**Exercise brief**
Exact repetition is required: output every record in full.

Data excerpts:

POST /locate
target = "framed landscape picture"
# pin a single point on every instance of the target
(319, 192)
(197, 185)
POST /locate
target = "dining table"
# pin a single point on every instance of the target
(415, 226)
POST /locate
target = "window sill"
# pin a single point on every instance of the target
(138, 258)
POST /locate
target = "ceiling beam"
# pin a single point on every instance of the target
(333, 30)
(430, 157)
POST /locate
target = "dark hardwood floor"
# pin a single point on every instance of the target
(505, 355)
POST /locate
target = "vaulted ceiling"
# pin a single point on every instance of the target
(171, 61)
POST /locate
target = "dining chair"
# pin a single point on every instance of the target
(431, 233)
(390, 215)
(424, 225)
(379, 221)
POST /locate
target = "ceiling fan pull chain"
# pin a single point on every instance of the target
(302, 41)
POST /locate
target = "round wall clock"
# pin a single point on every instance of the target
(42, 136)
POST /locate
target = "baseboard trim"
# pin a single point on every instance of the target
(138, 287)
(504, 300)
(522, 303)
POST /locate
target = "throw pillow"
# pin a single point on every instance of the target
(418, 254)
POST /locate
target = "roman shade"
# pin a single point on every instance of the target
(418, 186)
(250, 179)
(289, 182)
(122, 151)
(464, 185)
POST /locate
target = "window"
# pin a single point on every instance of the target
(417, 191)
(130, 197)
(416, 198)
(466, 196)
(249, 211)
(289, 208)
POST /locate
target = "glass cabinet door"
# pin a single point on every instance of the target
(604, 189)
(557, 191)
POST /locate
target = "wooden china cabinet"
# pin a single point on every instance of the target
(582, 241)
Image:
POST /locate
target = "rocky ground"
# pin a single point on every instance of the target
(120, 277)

**Task response**
POST /locate
target = "framed landscape picture"
# pin a single point on every instance of the target
(319, 192)
(197, 185)
POST /locate
target = "dining table"
# pin a single point on every instance of the target
(415, 226)
POST /locate
target = "window sill"
# pin a single point on every instance of the target
(138, 258)
POST /locate
target = "ceiling beam"
# pin a single point on every instance of the target
(333, 30)
(430, 157)
POST /locate
target = "dark hardwood floor"
# pin a single point on every instance of the target
(505, 355)
POST /locate
target = "vaulted ceiling"
# pin a single point on every instance of the target
(171, 61)
POST /locate
target = "dining chair"
# pin a single point on every instance of the target
(431, 233)
(390, 215)
(424, 225)
(379, 221)
POST /locate
target = "ceiling fan pull chain"
# pin a single point on every instance of the target
(302, 41)
POST /locate
target = "round wall clock"
# pin a single point on every instance of the target
(42, 136)
POST /locate
target = "baseboard trim"
# pin a single point on every instance of the target
(138, 287)
(504, 300)
(522, 303)
POST /locate
target = "throw pillow"
# pin a single point on every instance of the target
(418, 254)
POST /locate
target = "roman shade"
# pin a single point on every instance of the target
(418, 186)
(250, 179)
(289, 182)
(122, 151)
(464, 185)
POST /locate
target = "window"
# pin a single point on every instance of the target
(417, 191)
(130, 197)
(416, 198)
(466, 196)
(249, 211)
(289, 208)
POST /locate
target = "glass cabinet door"
# pin a single point on every instance of the target
(604, 189)
(557, 191)
POST /locate
target = "wooden china cabinet"
# pin a single point on every instance of the target
(582, 241)
Image:
POST /locate
target = "rocky ground"
# pin a single point on every instance of the target
(120, 277)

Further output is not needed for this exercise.